▶ _WHAT TO PRODUCE_
Transcribe the records below from the first line to the line that includes "written as (895,492).", inclusive, and omit the pictures.

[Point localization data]
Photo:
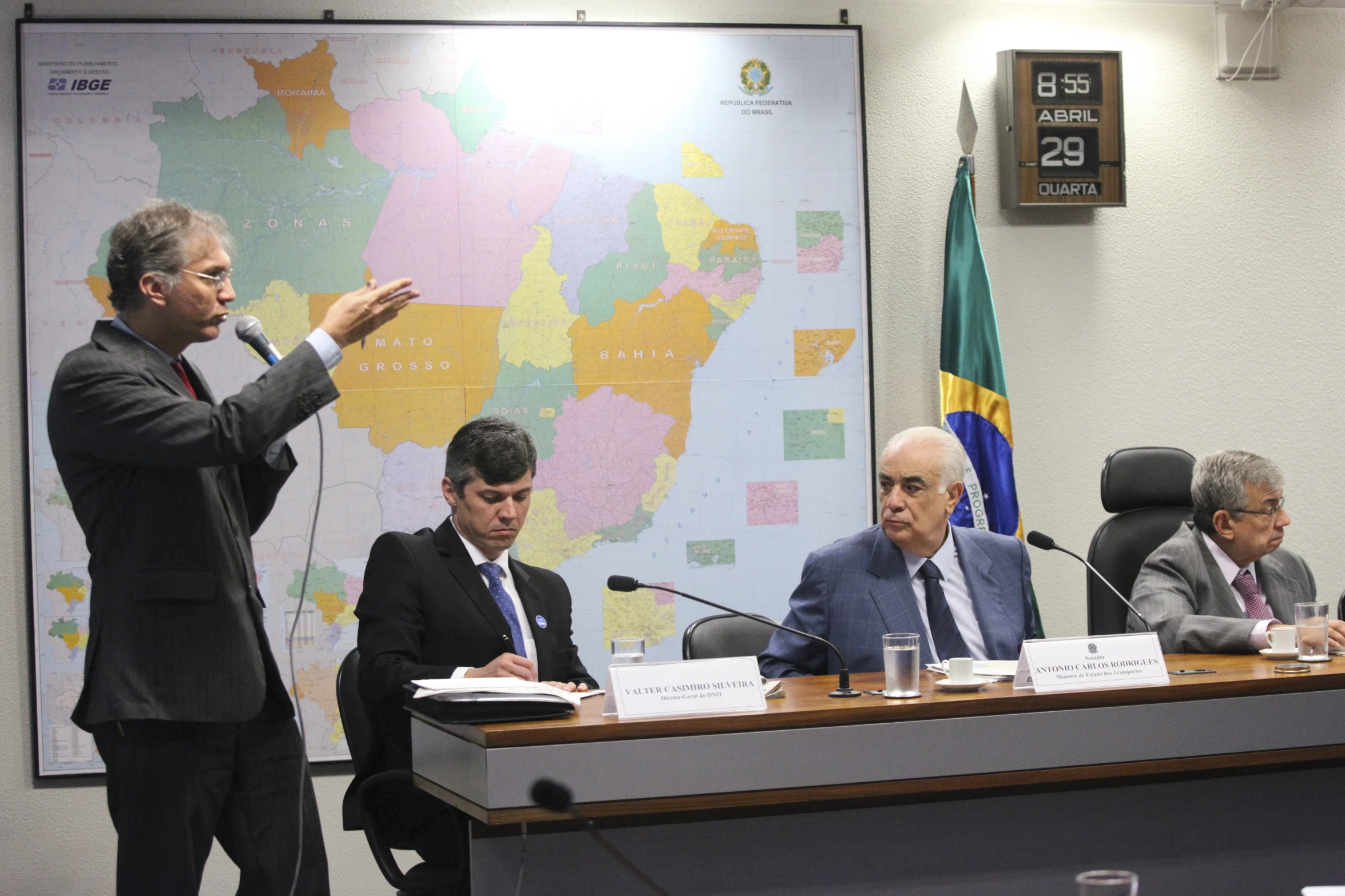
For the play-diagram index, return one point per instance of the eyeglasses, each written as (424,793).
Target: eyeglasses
(219,280)
(1273,512)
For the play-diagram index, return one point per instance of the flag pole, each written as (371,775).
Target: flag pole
(967,137)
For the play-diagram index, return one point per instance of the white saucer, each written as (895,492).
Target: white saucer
(975,684)
(1279,655)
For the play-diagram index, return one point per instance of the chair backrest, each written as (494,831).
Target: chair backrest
(1149,492)
(354,715)
(725,636)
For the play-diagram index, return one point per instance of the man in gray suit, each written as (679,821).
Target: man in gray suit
(965,591)
(181,692)
(1217,583)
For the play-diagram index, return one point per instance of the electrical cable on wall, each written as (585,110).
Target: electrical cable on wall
(289,645)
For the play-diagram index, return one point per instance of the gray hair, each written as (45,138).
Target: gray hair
(491,449)
(156,240)
(1220,480)
(953,461)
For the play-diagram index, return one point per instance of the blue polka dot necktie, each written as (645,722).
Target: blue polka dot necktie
(493,574)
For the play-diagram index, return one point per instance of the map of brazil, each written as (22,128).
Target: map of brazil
(661,276)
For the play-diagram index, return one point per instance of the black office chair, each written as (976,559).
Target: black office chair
(355,808)
(725,636)
(1149,492)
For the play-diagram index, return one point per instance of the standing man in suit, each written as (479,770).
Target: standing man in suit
(965,591)
(181,692)
(451,602)
(1219,582)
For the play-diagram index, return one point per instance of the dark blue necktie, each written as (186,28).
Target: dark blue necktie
(943,628)
(506,605)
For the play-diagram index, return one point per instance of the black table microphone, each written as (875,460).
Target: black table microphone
(556,797)
(844,690)
(1047,543)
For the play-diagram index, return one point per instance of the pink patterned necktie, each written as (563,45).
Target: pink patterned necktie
(1252,597)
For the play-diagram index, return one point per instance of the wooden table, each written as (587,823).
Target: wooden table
(810,752)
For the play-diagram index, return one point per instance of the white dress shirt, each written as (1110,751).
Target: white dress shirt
(954,591)
(1257,640)
(510,589)
(319,339)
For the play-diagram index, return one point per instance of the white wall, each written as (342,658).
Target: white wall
(1205,314)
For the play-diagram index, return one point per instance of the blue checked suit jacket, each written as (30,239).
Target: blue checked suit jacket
(857,589)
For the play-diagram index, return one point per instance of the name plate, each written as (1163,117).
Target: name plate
(688,688)
(1048,666)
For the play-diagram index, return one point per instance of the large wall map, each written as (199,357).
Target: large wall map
(646,245)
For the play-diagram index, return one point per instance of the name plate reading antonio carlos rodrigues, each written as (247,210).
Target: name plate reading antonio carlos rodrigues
(688,688)
(1085,664)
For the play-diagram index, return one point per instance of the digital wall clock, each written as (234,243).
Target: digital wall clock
(1062,136)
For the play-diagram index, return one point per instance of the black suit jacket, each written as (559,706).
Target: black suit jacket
(426,612)
(169,491)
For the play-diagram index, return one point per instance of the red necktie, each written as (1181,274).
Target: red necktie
(1252,597)
(182,374)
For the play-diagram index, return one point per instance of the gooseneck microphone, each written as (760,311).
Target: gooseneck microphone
(556,797)
(248,328)
(844,690)
(1047,543)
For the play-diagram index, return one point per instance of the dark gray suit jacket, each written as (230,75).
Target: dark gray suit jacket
(1184,595)
(859,589)
(169,492)
(426,612)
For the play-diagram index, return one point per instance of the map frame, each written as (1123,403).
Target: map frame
(178,26)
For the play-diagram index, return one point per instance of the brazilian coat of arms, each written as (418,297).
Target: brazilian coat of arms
(755,77)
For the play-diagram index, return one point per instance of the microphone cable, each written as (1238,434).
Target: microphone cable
(293,629)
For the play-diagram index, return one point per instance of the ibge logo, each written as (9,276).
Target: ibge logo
(80,85)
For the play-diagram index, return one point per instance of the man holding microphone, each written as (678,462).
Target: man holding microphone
(182,694)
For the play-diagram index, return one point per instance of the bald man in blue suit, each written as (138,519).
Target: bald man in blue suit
(965,591)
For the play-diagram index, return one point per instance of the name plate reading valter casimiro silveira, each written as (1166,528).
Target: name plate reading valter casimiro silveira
(688,688)
(1083,664)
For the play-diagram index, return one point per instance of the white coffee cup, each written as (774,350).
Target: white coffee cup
(959,671)
(1282,639)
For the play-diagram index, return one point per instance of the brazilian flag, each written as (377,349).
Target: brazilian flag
(973,395)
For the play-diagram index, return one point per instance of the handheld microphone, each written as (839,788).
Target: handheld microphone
(1047,543)
(844,690)
(556,797)
(248,329)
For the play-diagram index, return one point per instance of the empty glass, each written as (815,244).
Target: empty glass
(1108,883)
(902,664)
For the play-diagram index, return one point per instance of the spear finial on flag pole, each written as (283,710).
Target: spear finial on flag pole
(967,136)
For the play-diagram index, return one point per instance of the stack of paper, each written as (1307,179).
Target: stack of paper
(991,670)
(491,691)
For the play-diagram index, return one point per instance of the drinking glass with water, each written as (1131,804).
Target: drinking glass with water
(1313,632)
(902,664)
(627,651)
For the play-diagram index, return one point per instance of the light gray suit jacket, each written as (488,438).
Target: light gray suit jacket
(1184,595)
(859,589)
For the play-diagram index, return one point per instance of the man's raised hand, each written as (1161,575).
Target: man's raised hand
(361,312)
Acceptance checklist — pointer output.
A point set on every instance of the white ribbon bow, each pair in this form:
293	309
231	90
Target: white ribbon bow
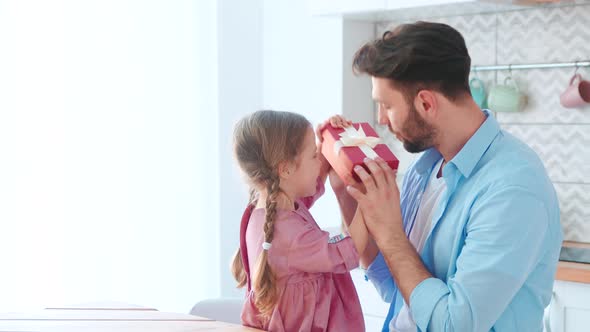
353	137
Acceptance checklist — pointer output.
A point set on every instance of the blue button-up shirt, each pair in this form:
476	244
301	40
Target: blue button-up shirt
494	242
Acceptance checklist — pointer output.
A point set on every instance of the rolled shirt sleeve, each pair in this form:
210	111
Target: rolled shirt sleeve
503	243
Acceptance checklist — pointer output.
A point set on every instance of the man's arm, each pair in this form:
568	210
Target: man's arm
505	238
381	208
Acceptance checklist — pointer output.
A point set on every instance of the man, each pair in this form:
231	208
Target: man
473	242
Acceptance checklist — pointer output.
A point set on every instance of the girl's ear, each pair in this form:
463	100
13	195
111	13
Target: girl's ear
285	169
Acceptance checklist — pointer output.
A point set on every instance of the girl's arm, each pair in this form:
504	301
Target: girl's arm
359	233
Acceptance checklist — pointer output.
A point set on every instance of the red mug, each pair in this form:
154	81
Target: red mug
577	93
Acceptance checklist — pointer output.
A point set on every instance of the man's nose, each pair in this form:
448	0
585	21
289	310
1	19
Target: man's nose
381	116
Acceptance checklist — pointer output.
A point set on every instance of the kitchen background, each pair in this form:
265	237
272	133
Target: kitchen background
117	180
560	136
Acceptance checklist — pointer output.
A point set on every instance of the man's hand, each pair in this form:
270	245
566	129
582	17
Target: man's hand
380	203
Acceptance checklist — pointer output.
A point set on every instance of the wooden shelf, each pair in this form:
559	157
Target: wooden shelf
570	271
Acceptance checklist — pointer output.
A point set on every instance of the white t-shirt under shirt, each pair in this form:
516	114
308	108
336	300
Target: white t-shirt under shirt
431	197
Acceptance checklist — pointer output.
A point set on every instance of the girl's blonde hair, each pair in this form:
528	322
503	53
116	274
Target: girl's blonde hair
262	141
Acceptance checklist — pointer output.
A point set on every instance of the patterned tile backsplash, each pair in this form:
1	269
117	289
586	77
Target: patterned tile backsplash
560	136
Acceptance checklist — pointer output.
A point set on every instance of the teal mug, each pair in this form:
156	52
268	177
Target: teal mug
478	92
506	97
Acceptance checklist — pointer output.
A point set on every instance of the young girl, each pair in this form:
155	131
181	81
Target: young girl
296	276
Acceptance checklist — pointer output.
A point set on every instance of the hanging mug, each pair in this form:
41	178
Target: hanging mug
478	92
506	97
577	93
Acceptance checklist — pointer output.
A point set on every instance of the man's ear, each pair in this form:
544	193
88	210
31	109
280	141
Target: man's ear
426	103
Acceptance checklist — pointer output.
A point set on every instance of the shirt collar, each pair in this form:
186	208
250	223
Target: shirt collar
477	145
471	152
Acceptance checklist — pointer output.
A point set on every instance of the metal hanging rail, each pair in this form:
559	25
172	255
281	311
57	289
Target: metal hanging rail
576	64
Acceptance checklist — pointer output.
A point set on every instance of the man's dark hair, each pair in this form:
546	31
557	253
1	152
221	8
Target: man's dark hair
421	55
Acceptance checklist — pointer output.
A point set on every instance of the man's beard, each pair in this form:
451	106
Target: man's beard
423	132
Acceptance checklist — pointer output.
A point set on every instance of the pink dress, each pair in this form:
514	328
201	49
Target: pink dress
316	292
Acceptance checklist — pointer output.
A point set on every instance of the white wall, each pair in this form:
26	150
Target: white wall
302	72
105	108
240	92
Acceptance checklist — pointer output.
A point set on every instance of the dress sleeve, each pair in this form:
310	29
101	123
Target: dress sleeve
313	251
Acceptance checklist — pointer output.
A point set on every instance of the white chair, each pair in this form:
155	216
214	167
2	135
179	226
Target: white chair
224	309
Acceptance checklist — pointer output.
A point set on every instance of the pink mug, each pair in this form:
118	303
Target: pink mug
577	93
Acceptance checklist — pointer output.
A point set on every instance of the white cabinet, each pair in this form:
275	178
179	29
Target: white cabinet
570	307
344	7
402	4
374	309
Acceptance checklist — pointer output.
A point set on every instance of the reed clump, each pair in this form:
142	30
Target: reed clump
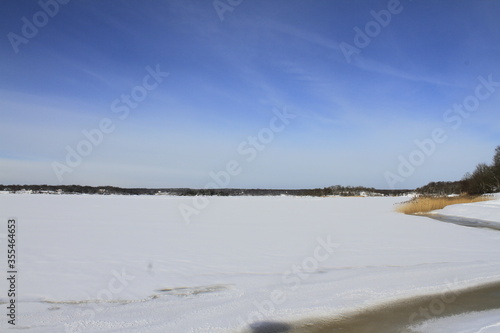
425	204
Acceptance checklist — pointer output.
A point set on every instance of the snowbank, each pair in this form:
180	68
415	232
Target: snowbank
131	263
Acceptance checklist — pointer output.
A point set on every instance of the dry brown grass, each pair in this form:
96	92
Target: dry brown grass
422	205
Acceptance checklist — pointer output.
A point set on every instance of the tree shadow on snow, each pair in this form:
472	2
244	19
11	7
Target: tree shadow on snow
270	327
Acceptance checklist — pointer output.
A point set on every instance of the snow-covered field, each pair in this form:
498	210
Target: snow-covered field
131	263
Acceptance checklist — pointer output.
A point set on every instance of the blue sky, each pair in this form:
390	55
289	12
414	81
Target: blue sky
355	118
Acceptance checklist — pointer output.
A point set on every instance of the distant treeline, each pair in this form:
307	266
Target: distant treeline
106	190
485	179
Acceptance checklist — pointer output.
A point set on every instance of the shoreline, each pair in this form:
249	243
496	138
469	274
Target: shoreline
396	316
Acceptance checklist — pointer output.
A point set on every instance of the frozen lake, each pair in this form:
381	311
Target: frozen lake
133	264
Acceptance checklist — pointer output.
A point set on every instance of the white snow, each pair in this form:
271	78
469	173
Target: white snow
100	263
488	211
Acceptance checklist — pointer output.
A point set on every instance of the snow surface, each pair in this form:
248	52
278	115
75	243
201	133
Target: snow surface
488	211
132	264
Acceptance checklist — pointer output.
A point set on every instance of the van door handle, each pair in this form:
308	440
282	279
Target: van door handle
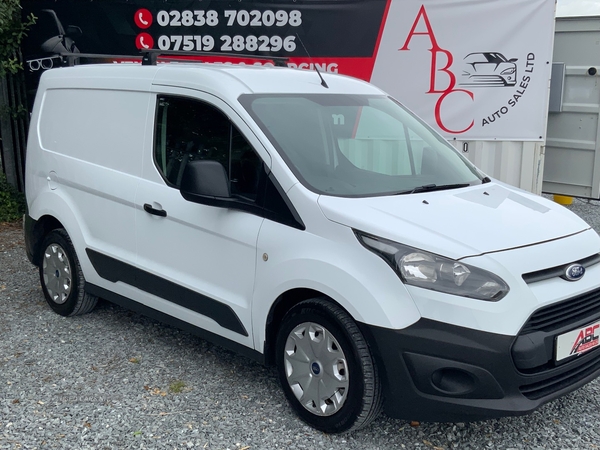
157	212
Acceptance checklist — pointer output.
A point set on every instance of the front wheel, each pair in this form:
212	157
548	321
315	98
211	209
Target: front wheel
326	369
61	276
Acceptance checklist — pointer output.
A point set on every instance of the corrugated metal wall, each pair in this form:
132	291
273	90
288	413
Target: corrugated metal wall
520	164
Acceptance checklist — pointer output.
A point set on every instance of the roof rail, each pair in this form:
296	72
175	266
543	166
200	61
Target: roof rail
70	59
151	56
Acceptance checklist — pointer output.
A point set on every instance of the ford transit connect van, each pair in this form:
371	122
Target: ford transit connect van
314	224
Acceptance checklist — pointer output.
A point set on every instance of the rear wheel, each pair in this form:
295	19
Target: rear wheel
326	369
61	276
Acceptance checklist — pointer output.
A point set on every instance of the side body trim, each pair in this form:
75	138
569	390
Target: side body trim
173	321
114	270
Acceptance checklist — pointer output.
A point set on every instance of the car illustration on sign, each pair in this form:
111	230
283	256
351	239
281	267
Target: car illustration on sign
489	69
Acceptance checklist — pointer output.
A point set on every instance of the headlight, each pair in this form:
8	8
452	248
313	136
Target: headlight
431	271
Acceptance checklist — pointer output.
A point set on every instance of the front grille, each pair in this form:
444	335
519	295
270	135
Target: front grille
558	271
563	313
563	380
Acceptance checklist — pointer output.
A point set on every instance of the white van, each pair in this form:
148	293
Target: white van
314	224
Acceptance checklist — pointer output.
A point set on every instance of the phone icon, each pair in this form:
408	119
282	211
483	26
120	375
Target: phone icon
144	41
143	18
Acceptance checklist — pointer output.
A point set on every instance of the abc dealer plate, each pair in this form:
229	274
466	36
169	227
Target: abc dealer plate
578	341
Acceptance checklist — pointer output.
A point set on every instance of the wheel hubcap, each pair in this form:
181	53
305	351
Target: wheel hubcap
316	369
57	273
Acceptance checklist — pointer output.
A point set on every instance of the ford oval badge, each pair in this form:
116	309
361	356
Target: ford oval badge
574	272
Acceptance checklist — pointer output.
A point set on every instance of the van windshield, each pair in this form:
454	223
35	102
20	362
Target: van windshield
357	145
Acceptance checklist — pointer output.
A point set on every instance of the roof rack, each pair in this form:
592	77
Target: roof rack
151	56
70	59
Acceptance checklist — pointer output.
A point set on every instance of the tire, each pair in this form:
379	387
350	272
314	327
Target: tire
61	276
326	369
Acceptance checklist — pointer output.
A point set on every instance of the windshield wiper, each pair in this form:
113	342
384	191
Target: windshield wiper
434	187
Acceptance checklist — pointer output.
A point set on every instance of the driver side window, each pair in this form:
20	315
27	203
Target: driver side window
188	130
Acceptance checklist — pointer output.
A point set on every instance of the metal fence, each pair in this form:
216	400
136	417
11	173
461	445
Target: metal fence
14	123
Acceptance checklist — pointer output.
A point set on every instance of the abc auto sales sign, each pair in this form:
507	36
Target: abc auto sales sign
473	69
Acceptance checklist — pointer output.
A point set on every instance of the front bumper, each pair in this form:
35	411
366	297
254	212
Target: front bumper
432	371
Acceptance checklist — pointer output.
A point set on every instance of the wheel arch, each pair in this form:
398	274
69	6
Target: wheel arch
44	225
285	302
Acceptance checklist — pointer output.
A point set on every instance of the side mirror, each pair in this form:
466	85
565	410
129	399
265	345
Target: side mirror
205	182
73	32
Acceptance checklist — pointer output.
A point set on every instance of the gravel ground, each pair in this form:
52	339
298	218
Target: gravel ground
115	379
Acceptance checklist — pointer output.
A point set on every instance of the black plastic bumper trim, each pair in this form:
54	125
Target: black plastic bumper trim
433	371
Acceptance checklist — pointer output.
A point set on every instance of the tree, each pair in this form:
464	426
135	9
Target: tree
12	32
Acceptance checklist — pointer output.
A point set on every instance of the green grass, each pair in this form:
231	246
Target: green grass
12	202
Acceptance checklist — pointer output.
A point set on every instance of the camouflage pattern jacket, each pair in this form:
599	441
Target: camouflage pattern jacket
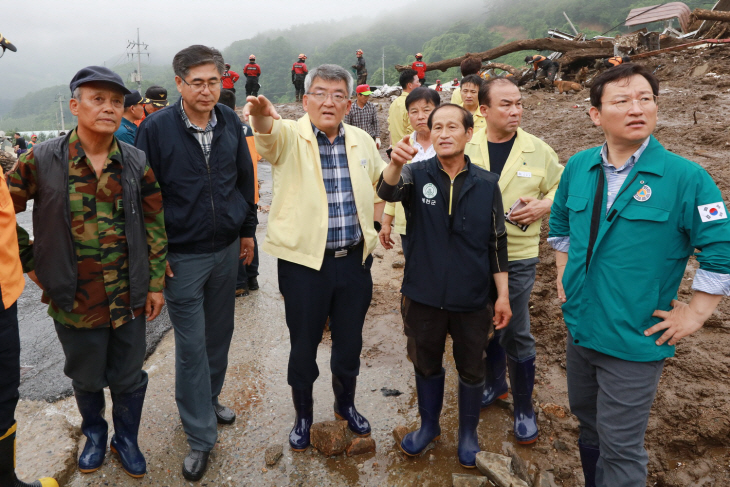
100	243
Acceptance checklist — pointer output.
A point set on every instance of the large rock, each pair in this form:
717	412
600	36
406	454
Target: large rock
498	468
360	446
464	480
329	437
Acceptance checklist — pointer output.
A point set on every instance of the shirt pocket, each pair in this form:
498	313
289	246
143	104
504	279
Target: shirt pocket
576	203
77	202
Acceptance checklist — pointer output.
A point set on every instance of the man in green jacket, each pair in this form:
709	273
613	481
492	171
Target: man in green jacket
626	218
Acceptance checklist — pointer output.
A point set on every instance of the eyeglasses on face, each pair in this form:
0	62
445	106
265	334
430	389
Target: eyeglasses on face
321	96
200	86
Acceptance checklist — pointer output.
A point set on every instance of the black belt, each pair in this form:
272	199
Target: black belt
343	251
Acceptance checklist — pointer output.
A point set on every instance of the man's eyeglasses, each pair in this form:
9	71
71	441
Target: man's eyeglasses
624	104
200	86
321	96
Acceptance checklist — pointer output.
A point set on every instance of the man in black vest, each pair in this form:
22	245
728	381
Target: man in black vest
99	256
457	247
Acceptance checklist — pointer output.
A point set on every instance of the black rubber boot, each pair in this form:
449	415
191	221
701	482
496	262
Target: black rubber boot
304	408
127	414
430	401
7	463
470	400
495	383
344	389
522	379
95	428
588	459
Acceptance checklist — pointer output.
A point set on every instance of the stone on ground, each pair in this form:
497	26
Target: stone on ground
329	437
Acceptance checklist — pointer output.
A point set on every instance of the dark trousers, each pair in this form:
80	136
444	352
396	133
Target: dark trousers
101	357
612	400
245	272
252	86
426	328
9	366
341	289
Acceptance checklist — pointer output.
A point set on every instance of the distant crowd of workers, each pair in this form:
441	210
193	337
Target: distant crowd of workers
121	229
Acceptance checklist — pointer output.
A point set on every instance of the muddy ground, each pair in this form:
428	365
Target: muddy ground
689	430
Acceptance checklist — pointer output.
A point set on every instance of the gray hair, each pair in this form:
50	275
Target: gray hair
194	56
330	72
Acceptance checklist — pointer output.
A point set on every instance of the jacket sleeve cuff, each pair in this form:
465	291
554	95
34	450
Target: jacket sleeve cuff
711	283
561	244
157	285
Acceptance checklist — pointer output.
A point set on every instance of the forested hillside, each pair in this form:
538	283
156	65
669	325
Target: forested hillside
438	34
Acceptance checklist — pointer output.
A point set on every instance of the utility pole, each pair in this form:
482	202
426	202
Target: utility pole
60	107
131	45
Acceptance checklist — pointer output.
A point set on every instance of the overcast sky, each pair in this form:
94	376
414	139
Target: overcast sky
55	39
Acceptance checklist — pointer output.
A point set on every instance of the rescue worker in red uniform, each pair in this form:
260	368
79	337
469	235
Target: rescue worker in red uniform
541	62
298	73
252	71
420	67
229	78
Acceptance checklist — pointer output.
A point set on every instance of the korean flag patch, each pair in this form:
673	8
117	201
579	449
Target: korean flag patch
712	212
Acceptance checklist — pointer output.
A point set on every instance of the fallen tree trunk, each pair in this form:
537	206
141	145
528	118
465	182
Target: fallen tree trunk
702	14
544	44
503	67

▶ _COMPLETED TASK_
Photo:
For the play-diagram index, return one point per instance of the eyeglasses, each written as (424,793).
Target: eyeglasses
(219,280)
(1273,512)
For the play-diagram index, return one point per instance of the flag pole, each written as (371,775).
Target: flag pole
(967,137)
For the play-diagram index, return one point per instance of the white saucer, each written as (895,492).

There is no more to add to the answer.